(Saved entries)
######

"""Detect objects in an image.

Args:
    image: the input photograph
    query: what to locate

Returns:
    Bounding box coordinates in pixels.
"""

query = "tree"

######

Goal: Print all of the data above line for line, without changing anything.

Written answer:
"""Detect objects in an image.

Args:
    image: the input photograph
    query: what to locate

Returns:
    Bounding box coordinates in pixels.
"""

query = "tree"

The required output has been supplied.